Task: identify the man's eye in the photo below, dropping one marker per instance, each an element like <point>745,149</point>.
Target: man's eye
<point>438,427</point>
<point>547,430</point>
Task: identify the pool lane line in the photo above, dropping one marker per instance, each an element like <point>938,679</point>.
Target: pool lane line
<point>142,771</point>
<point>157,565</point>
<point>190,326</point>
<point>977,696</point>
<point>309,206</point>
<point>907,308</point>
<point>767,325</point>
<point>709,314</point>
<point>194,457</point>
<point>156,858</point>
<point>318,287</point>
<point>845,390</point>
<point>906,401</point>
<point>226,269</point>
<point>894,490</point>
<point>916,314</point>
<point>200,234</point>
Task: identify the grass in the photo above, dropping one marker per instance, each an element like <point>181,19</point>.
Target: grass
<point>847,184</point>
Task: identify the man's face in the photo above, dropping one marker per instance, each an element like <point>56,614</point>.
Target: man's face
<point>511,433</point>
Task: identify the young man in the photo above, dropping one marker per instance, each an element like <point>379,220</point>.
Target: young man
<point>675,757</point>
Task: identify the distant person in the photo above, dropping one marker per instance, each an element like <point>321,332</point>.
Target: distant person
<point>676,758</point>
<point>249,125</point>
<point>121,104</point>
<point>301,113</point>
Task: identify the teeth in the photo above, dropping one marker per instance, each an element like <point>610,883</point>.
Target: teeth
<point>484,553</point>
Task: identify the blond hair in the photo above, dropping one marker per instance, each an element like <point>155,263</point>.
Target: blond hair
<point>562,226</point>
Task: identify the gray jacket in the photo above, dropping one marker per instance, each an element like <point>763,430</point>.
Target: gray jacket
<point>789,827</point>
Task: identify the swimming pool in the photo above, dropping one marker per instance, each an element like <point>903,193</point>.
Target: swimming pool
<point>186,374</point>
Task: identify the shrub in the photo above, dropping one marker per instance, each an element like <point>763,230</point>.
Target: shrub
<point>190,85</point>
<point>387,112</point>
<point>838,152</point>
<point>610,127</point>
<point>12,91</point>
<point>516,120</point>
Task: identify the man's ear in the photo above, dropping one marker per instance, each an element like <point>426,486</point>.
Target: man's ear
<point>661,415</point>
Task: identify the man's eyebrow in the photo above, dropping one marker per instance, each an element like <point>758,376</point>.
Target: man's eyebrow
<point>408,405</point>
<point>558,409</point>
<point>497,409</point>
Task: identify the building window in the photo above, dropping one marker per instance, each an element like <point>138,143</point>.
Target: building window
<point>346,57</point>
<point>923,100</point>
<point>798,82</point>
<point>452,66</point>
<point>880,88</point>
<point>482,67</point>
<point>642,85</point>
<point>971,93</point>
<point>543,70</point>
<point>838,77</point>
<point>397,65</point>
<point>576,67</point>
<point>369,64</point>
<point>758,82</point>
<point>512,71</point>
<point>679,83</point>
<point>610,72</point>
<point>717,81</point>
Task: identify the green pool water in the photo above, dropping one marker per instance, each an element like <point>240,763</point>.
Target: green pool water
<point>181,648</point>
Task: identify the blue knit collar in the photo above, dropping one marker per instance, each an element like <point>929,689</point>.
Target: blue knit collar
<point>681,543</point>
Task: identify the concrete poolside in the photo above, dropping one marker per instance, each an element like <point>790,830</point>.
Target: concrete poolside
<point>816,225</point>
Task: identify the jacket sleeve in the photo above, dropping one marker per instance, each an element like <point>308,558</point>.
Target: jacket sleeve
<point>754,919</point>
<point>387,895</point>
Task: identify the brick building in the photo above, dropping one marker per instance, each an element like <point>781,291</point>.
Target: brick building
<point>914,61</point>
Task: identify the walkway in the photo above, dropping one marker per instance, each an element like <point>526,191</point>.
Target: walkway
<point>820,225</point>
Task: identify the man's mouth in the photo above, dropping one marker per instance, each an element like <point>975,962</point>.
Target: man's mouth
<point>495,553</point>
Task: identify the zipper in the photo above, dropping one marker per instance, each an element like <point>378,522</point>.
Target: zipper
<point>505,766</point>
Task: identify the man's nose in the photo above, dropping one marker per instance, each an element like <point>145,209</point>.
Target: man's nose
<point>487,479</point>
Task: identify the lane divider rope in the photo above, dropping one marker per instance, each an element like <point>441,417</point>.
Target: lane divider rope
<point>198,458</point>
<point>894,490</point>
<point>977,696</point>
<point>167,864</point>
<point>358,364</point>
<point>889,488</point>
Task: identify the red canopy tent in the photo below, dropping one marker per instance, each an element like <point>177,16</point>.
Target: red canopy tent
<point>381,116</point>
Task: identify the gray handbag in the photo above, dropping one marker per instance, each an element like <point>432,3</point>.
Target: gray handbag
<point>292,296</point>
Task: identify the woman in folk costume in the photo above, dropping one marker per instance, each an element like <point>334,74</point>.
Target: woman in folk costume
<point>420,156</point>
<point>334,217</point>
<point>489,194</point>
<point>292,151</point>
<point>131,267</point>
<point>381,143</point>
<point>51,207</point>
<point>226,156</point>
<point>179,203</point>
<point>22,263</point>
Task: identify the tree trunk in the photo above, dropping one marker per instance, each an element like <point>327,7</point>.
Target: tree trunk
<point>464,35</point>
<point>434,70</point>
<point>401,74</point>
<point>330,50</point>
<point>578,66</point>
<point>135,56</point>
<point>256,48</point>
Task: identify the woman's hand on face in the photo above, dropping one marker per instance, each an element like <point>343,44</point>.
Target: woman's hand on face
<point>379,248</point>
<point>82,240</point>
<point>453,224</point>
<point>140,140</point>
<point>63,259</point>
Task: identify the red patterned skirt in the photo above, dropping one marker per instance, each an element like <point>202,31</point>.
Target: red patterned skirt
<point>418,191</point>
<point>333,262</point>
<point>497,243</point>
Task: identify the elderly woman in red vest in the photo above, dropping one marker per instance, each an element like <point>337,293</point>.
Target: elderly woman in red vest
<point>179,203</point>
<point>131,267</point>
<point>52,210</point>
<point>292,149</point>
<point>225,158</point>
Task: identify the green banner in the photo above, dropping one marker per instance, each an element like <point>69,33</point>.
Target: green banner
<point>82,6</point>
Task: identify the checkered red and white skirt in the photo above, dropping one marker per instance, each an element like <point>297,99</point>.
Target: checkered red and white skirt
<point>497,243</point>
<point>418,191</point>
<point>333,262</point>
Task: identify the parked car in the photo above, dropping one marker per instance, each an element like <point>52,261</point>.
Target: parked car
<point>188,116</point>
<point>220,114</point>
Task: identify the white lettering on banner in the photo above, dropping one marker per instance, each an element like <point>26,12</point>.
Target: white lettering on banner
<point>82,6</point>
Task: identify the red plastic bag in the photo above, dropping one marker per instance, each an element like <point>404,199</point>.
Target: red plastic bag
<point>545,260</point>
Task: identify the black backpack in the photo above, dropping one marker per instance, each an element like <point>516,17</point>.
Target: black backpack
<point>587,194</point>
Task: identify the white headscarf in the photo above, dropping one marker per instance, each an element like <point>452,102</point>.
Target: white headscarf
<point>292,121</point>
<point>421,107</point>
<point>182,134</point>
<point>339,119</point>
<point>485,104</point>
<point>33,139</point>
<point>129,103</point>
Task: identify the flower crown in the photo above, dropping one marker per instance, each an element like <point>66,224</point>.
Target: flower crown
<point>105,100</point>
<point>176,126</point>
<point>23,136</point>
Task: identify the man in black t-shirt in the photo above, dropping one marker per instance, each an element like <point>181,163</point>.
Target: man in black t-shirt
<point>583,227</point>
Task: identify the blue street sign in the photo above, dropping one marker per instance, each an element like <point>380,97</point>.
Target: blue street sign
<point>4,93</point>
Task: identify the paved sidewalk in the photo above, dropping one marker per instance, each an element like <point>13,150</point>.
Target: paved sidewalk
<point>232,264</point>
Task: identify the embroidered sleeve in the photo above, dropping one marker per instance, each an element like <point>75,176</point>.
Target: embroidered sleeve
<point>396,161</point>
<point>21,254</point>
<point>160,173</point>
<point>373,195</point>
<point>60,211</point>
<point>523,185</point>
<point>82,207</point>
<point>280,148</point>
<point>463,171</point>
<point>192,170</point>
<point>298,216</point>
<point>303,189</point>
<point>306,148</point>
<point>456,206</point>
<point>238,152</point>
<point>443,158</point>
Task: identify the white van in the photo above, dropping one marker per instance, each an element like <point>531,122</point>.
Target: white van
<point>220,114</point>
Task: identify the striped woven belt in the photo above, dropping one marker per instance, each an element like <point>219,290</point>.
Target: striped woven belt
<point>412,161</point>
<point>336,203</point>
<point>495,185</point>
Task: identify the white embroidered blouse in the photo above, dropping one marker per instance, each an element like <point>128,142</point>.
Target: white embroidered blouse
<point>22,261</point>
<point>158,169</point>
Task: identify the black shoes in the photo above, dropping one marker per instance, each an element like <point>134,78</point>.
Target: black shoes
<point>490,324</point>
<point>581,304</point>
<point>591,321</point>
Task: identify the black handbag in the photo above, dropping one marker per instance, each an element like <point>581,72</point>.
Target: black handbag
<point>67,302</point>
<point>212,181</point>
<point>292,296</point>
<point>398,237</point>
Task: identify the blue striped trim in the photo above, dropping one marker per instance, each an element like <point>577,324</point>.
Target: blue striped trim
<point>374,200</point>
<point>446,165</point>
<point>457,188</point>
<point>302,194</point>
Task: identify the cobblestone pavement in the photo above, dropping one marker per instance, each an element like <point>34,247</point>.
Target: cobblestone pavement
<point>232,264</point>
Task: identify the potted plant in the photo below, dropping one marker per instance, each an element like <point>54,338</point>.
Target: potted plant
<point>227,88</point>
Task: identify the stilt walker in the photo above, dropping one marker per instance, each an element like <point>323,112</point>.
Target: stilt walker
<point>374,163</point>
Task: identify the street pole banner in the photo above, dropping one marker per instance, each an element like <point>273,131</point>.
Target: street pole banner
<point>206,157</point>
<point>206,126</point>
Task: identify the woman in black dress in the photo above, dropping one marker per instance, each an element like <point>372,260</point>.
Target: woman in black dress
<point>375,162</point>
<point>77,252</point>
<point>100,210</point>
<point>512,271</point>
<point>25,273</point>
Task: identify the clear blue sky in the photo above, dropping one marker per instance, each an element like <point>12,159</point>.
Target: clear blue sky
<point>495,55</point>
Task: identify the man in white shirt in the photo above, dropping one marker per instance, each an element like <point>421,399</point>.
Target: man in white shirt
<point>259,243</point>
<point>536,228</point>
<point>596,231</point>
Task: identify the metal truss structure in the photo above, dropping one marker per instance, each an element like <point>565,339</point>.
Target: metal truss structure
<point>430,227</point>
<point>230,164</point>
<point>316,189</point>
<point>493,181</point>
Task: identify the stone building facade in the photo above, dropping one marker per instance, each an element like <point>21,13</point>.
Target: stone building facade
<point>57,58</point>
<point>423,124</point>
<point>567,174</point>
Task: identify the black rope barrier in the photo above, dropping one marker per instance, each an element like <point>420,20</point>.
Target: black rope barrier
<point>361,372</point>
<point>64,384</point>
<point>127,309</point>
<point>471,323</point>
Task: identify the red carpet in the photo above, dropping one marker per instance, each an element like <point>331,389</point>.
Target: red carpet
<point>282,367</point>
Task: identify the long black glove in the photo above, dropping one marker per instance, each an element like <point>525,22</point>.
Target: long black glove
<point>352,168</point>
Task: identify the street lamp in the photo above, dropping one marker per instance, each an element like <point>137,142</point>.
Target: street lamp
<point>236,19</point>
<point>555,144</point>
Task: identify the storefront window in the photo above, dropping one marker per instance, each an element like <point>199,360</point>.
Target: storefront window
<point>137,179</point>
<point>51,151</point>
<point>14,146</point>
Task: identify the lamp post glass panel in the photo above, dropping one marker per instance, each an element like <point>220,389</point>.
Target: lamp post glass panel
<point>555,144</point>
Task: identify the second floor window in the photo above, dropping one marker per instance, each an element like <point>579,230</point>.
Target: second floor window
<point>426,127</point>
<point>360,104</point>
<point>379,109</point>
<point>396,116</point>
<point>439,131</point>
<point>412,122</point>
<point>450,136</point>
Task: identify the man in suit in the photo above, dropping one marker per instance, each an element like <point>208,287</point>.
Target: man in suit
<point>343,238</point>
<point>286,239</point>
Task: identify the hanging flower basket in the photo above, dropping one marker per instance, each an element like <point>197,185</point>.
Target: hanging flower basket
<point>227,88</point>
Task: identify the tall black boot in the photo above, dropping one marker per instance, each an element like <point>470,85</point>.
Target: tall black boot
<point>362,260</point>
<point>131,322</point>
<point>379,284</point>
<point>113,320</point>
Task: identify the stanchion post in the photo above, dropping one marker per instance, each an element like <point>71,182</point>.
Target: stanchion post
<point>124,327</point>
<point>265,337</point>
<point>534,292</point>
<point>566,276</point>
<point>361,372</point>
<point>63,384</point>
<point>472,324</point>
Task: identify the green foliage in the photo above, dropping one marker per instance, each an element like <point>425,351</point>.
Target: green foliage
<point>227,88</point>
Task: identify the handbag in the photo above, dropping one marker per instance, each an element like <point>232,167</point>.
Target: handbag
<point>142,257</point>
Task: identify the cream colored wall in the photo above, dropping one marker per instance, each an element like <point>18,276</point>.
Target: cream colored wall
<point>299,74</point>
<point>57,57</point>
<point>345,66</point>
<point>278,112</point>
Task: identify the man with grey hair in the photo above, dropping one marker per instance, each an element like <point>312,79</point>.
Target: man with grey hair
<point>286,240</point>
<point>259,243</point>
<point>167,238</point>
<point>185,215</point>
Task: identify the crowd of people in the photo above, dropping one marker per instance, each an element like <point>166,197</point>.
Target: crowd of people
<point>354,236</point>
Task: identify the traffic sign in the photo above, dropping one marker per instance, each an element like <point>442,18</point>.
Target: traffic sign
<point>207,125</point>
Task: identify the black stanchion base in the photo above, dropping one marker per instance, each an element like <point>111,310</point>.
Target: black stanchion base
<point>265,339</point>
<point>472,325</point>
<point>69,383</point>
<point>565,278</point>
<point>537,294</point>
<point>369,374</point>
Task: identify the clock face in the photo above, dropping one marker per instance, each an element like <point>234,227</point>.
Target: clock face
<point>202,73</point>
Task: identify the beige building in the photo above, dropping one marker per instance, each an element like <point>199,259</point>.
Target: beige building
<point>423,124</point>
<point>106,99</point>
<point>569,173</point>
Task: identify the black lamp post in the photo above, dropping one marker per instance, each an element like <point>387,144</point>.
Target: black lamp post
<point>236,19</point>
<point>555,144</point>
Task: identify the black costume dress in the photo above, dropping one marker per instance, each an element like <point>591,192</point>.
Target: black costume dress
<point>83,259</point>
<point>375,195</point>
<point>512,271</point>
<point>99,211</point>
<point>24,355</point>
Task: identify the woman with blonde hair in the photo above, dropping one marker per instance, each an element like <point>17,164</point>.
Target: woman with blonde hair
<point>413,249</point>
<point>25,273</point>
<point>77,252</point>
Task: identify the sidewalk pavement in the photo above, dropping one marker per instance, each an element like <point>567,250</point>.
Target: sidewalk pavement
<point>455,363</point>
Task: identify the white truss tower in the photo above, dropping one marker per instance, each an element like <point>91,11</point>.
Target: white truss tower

--------

## INSTRUCTIONS FOR THE TASK
Duplicate the rows, starting at the line that contains "Task: identify the hanging" and ending at the line that contains "<point>354,236</point>".

## ANSWER BELOW
Task: identify the hanging flower basket in the photo above, dropping one marker per instance, each an element like <point>197,185</point>.
Target: hanging flower basket
<point>227,88</point>
Task: identify the tall black boot in the photo above, dropping one marker per instance, each an element like <point>470,85</point>.
Target: tall black boot
<point>362,260</point>
<point>131,322</point>
<point>379,284</point>
<point>113,320</point>
Task: identify the stanchion post in the photo above, dropping one marker per instance, each an element like <point>71,182</point>.
Target: stanchion post
<point>124,327</point>
<point>265,337</point>
<point>534,292</point>
<point>566,276</point>
<point>361,372</point>
<point>63,384</point>
<point>472,324</point>
Task: identify the green foliage in the photo above, dropping one marker per instance, each an element like <point>425,351</point>.
Target: green foliage
<point>227,88</point>
Task: identify the handbag in the photo above, dropping one marker per instance, each an element like <point>232,167</point>.
Target: handbag
<point>142,257</point>
Task: identify the cream colored wall in the photo above, dropping one marker per instance, each an element like <point>18,276</point>.
Target: cream colored wall
<point>299,74</point>
<point>57,57</point>
<point>345,66</point>
<point>278,112</point>
Task: identify the man with grey hair in the photo above, dropping one marker per instance, each an element like <point>312,79</point>.
Target: man with grey hair
<point>286,240</point>
<point>259,243</point>
<point>167,238</point>
<point>185,215</point>
Task: identify the crowd of people in the photo above, dropping one marker per instance, each an element like <point>166,197</point>.
Target: crowd of people
<point>354,236</point>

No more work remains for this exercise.